### EXCERPT
────────
Metadata-Version: 2.1
Name: ont-fast5-api
Version: 3.1.4
Summary: Oxford Nanopore Technologies fast5 API software
Home-page: https://github.com/nanoporetech/ont_fast5_api
Author: Oxford Nanopore Technologies, Limited
Author-email: UNKNOWN
License: MPL 2.0
Keywords: fast5 nanopore
Platform: UNKNOWN
Classifier: Development Status :: 5 - Production/Stable
Classifier: Environment :: Console
Classifier: Intended Audience :: Developers
Classifier: Intended Audience :: Science/Research
Classifier: License :: OSI Approved :: Mozilla Public License 2.0 (MPL 2.0)
Classifier: Natural Language :: English
Classifier: Operating System :: Microsoft :: Windows
Classifier: Operating System :: POSIX :: Linux
Classifier: Operating System :: MacOS
Classifier: Programming Language :: Python
Classifier: Programming Language :: Python :: 2
Classifier: Programming Language :: Python :: 2.7
Classifier: Programming Language :: Python :: 3
Classifier: Programming Language :: Python :: 3.4
Classifier: Programming Language :: Python :: 3.5
Classifier: Programming Language :: Python :: 3.6
Classifier: Topic :: Scientific/Engineering :: Bio-Informatics
Requires-Dist: h5py (>=2.6)
Requires-Dist: numpy (>=1.11)
Requires-Dist: packaging
Requires-Dist: progressbar33 (>=2.3.1)

.. image:: img/ONT_logo.png
  :width: 800
  :alt:  .


ont_fast5_api
===============================================================================

``ont_fast5_api`` is a simple interface to HDF5 files of the Oxford Nanopore
.fast5 file format.
────────
### Position annotation records
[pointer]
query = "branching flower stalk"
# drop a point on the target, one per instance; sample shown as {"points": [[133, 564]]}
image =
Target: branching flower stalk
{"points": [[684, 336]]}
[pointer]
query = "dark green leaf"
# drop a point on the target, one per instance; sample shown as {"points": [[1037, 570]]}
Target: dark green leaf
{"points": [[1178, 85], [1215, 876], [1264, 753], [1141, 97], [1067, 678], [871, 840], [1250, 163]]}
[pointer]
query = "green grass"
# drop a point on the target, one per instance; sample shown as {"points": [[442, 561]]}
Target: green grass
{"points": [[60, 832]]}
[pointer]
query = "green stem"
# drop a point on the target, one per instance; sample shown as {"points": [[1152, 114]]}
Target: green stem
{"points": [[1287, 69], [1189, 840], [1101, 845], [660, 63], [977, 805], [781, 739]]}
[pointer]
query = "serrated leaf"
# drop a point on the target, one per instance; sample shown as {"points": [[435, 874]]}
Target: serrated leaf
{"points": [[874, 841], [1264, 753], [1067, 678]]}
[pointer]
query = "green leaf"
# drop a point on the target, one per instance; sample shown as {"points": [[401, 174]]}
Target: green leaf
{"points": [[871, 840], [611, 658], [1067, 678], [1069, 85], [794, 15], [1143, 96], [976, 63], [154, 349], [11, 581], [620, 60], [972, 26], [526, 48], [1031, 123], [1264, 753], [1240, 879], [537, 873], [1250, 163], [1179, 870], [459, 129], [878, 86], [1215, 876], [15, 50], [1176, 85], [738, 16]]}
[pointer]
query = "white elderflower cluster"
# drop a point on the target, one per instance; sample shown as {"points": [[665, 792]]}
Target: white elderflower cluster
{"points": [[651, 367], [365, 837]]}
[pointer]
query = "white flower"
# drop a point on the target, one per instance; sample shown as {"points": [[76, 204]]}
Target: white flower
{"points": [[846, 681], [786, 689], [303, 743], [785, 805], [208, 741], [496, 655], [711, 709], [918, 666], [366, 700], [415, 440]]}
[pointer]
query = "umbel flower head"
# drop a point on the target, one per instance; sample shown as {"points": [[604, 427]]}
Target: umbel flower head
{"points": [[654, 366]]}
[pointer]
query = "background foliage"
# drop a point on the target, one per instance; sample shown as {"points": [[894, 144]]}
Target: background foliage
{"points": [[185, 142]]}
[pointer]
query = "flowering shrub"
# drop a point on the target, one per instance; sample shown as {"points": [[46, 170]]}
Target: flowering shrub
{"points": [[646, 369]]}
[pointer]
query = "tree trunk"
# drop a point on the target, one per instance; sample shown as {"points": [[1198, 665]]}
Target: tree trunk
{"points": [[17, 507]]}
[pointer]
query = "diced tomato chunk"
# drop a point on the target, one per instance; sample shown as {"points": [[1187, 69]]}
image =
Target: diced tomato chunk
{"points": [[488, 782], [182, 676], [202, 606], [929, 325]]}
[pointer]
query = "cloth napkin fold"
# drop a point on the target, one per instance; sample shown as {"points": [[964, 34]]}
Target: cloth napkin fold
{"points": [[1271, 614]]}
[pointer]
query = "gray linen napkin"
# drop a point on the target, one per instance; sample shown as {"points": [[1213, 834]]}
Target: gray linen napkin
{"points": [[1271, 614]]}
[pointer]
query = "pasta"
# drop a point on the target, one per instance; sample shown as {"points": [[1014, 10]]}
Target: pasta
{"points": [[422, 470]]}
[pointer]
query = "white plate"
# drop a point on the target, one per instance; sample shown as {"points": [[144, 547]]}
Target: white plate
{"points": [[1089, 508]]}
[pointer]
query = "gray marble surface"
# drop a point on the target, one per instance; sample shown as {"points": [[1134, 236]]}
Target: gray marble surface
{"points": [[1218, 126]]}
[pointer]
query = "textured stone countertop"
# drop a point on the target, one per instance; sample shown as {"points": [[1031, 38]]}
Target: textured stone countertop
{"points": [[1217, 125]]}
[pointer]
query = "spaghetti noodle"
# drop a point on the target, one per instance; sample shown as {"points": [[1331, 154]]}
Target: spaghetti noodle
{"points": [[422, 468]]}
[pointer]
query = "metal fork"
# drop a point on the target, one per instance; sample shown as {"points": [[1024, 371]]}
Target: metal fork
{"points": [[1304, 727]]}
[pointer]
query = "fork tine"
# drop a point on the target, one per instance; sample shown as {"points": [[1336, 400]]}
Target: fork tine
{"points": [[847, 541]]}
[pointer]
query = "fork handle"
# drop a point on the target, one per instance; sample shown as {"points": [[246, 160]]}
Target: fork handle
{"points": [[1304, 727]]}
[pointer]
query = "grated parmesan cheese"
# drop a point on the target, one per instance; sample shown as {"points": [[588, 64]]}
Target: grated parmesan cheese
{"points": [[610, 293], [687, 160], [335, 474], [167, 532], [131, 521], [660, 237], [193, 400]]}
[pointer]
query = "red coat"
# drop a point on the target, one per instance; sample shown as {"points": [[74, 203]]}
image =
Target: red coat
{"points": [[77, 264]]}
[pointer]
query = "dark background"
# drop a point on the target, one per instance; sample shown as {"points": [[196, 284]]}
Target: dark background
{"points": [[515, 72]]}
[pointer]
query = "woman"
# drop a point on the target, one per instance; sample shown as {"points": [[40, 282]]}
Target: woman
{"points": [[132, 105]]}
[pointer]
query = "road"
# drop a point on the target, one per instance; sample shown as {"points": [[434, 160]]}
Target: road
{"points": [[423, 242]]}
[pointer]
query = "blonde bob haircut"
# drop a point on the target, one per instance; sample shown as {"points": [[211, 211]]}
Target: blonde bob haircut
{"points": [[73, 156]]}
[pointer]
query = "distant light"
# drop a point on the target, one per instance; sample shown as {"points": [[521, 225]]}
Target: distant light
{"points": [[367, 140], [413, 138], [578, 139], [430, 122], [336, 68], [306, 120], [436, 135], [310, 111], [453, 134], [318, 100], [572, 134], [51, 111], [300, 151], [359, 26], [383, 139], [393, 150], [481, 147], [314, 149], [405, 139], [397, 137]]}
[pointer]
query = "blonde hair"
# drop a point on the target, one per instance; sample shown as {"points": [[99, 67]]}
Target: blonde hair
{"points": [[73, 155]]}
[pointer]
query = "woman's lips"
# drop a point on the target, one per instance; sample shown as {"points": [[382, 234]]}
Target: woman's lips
────────
### THE EXERCISE
Reproduce word for word the stretch of the ont-fast5-api package metadata from "Classifier: Natural Language" through "Requires-Dist: numpy (>=1.11)".

### RESPONSE
Classifier: Natural Language :: English
Classifier: Operating System :: Microsoft :: Windows
Classifier: Operating System :: POSIX :: Linux
Classifier: Operating System :: MacOS
Classifier: Programming Language :: Python
Classifier: Programming Language :: Python :: 2
Classifier: Programming Language :: Python :: 2.7
Classifier: Programming Language :: Python :: 3
Classifier: Programming Language :: Python :: 3.4
Classifier: Programming Language :: Python :: 3.5
Classifier: Programming Language :: Python :: 3.6
Classifier: Topic :: Scientific/Engineering :: Bio-Informatics
Requires-Dist: h5py (>=2.6)
Requires-Dist: numpy (>=1.11)